Data listing:
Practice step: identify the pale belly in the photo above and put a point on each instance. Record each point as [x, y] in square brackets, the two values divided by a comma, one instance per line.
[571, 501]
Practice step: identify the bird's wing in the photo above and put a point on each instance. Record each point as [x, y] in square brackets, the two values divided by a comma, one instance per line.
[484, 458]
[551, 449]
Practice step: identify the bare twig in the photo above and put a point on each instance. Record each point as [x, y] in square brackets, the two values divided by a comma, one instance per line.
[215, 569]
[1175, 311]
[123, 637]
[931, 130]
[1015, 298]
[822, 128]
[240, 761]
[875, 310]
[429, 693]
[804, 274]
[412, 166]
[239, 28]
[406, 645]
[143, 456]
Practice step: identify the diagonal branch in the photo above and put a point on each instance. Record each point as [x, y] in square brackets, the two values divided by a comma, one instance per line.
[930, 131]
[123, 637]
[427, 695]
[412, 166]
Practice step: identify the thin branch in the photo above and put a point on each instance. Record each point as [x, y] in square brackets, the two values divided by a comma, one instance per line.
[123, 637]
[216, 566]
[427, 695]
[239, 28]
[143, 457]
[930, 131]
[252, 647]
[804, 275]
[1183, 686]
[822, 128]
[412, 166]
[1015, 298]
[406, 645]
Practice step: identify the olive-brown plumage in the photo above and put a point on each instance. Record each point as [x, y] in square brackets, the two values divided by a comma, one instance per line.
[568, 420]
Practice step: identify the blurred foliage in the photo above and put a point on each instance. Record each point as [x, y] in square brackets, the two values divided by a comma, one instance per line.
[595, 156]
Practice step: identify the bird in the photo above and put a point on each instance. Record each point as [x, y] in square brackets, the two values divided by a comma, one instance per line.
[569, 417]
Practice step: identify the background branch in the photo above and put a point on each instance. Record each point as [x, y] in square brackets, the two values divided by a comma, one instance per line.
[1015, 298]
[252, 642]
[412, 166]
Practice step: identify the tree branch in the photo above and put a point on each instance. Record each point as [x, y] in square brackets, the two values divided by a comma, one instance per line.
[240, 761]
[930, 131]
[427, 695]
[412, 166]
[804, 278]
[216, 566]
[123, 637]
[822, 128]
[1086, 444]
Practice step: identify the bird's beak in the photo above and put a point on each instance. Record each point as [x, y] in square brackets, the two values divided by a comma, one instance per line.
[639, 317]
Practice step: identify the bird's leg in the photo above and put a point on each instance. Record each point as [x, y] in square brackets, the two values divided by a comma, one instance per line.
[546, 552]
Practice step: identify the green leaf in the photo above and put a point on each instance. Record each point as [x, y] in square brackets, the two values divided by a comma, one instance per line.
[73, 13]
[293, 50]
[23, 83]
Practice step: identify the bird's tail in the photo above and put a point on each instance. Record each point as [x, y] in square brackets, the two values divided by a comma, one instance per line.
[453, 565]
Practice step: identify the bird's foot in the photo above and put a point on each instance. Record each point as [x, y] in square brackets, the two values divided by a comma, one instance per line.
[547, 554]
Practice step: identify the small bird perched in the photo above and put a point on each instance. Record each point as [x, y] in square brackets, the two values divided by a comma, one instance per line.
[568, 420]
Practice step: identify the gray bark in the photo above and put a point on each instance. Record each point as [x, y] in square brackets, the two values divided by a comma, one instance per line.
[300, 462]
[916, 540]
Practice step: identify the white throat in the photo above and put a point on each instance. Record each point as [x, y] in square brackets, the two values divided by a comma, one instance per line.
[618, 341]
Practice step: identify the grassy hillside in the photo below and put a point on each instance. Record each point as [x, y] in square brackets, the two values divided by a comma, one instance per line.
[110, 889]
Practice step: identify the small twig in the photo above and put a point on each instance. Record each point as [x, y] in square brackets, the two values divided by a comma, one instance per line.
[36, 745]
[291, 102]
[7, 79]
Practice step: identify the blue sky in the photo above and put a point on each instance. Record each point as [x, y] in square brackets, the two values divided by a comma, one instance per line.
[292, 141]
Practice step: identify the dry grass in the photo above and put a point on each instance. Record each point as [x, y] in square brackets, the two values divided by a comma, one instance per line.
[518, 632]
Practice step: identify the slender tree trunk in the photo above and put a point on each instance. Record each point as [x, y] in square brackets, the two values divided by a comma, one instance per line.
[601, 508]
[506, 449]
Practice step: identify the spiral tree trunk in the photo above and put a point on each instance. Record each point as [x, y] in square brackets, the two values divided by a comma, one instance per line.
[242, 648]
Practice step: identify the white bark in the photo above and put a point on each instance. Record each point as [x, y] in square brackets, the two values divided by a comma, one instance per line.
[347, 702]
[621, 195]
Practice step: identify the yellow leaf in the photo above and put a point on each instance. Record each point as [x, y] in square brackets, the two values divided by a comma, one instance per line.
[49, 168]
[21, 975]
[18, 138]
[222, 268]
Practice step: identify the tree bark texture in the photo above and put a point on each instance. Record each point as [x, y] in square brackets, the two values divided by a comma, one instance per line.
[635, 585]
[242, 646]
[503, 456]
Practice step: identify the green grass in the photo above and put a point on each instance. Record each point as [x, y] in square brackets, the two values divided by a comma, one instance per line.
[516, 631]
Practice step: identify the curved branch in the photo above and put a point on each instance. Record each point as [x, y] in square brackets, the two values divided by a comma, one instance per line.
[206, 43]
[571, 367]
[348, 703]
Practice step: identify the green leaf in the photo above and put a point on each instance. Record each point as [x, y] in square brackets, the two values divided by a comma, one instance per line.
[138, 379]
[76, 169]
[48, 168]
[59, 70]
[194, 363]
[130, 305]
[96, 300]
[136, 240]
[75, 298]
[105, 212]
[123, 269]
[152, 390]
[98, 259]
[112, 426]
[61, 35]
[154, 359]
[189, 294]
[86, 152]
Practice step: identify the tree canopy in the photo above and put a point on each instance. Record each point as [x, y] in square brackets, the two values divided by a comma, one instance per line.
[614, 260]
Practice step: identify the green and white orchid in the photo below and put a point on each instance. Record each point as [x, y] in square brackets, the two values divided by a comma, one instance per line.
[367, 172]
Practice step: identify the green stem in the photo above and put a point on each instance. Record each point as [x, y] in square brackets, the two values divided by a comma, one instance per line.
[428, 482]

Task details:
All the entries above should come back exactly as they are written.

Result for this task:
Practice step: identify the pale belly in the photo above and put a point on each instance. Record each point as [x, y] in square brackets, the two values divided by a comma, one instance per line.
[571, 501]
Practice step: identify the bird's wing in the photo above and put a point on each instance. Record each point as [x, y] in square brackets, the two values divided by a comma, one instance per line.
[484, 458]
[551, 449]
Practice step: identify the bare twig in the photo above and put a point on each instance. Record each point as [x, y] in square brackets, the two values divided by a comma, one instance per line.
[215, 569]
[1175, 311]
[123, 637]
[931, 130]
[1015, 298]
[822, 128]
[240, 761]
[875, 310]
[429, 693]
[804, 274]
[412, 166]
[239, 28]
[406, 645]
[143, 456]
Practice step: identify the diagonal branch in the photo above and put a point on each instance. Record each point as [x, y] in square brackets, the two values divided by a comma, one instance per line.
[930, 131]
[123, 637]
[427, 695]
[412, 166]
Practice step: identify the thin branch in the photo above and put a point on each instance. Record each point as [x, y] in square brackets, the two values divided by a comma, one instance per line.
[123, 637]
[216, 566]
[427, 695]
[239, 28]
[143, 457]
[930, 131]
[252, 647]
[804, 275]
[1183, 686]
[822, 128]
[412, 166]
[1015, 298]
[406, 645]
Practice step: identify the olive-brown plumage in the photo above and put a point on each instance. Record each point as [x, y] in square brackets, the two values divided by a comma, one instance per line.
[568, 420]
Practice step: identify the blurred foliage in the photo above and put a point on each instance. Record each point as [x, y] in square brackets, the two values divided by a comma, one instance per line.
[595, 156]
Practice step: identify the bird in the photo above and put a point on each instance. Record each point as [x, y] in square brackets, the two values divided by a comma, one instance per line.
[569, 417]
Practice step: identify the background branch in the photo above and put a point on each instance. Record each point as [x, y] in square brackets, the two values divided by a comma, one instance per line.
[1015, 298]
[252, 642]
[412, 166]
Practice step: identify the tree branch in the photo above and put a point on each instance. Record each point as [x, y] in square brackets, the two values divided by a comma, one instance per line.
[240, 761]
[930, 131]
[427, 695]
[412, 166]
[804, 278]
[216, 566]
[123, 637]
[822, 128]
[1086, 444]
Practice step: identify the bird's beak in the photo above and put a point on each instance. Record each point as [x, y] in square brackets, the two values divided by a comma, one instance per line.
[639, 317]
Practice step: identify the bird's leg in the photo above and put a point on each instance. Record each point as [x, y] in square brackets, the two values divided by a comma, one instance per line.
[546, 552]
Practice step: identify the green leaf in the photo above and put a point on each instance. Record each point as [x, y] in square brackets, the two values divided by a comma, one instance per line.
[73, 13]
[293, 50]
[23, 83]
Practice step: identify the bird's tail in the photo above and put a point on each instance. Record each point as [x, y] in square brackets, the two values divided by a comma, one instance per line.
[453, 565]
Practice step: identify the bird's foot in the photo above and put a point on each instance. Record each point as [x, y] in square brackets, the two values divided by a comma, one instance per line.
[547, 554]
Practice step: identify the small bird perched in the photo above and put a point on each instance. Record each point as [x, y] in square brackets, the two values divided by a comma, one instance per line.
[568, 420]
Practice step: identify the gray bark in the photo above and put a point on each instance. Record each point as [x, y] in square brackets, the two values divided by a comma, one instance per line.
[300, 462]
[916, 540]
Practice step: identify the white throat in the photo above and put a point on each instance. Record each point as [x, y] in square brackets, the two values divided by a comma, one instance per line.
[618, 341]
Practice step: identify the grassy hillside in the photo below and put a point on each instance. Record each point as [x, y] in square brackets, the two values divided by a comma, one instance per line.
[110, 889]
Practice step: identify the small twig in the photo above and put a point on each instance. Record each point as [x, y] in square brackets, the two values divided by a comma, one instance per line.
[36, 745]
[291, 102]
[7, 79]
Practice step: identify the blue sky in the photo above and put a point on each instance. Record each point as [x, y] in square brackets, the two values divided by a comma, one instance per line.
[292, 141]
Practice step: identify the dry grass in the photo above and put a point on each instance. Record each point as [x, y] in square brackets, the two values divided by a comma, one instance per line.
[518, 632]
Practice step: identify the slender tree trunk in the photo above and put a point on each instance. Record each point as [x, y] in square brackets, the two values divided by a comma, one instance per line.
[601, 508]
[506, 449]
Practice step: identify the spiral tree trunk in the photo above and put a point on each instance. Record each point as [x, y] in square brackets, the two values divided by a comma, one instance per line.
[242, 648]
Practice step: identify the white bark in the photo above and put a point on each instance. Record each point as [x, y] in square brackets, the two values divided by a comma, one instance per line.
[347, 702]
[621, 195]
Practice step: identify the yellow leaf in the photo above and put a point on each instance. Record each point as [x, y] in square brackets, the two values divided by a comma, one instance per line.
[49, 168]
[21, 975]
[18, 138]
[222, 268]
Practice step: identify the tree bark texture in the photo above and put a point on each instance. Record each point as [x, y] in square brackets, the two values divided by a comma, one instance per line.
[635, 585]
[242, 646]
[503, 456]
Practice step: identify the green grass in the photo above and put a point on each instance. Record each point as [x, y] in square brackets, the two values divided by a comma, one instance per line.
[516, 631]
Practice step: identify the curved branch in the photo above and put a point on each instance. Record each point as [x, y] in square brackets, the two values divided by a comma, one instance per line.
[206, 43]
[571, 367]
[348, 703]
Practice step: identify the green leaf in the photo above and put a point on each instance. Record each point as [x, y] in square brackets, the two values divided by a comma, one instance per line.
[138, 379]
[76, 169]
[48, 168]
[59, 70]
[194, 363]
[130, 305]
[96, 300]
[136, 240]
[75, 298]
[105, 212]
[123, 269]
[152, 390]
[98, 259]
[112, 426]
[61, 35]
[154, 359]
[189, 294]
[86, 152]
Practice step: identify the tree canopy in the photo above and put a point on each instance. Record each point as [x, y] in square brackets, the two values divided by a comma, one instance per line.
[614, 260]
Practice step: identify the green and white orchid in the photo below and put a point on each instance. Record each point as [x, y] in square brackets, the two values divided by a comma, one instance per line.
[367, 172]
Practice step: identify the green stem in the photo above and put a point on each instance. Record each point as [x, y] in square brackets, the two values divided by a comma, one instance per line.
[428, 482]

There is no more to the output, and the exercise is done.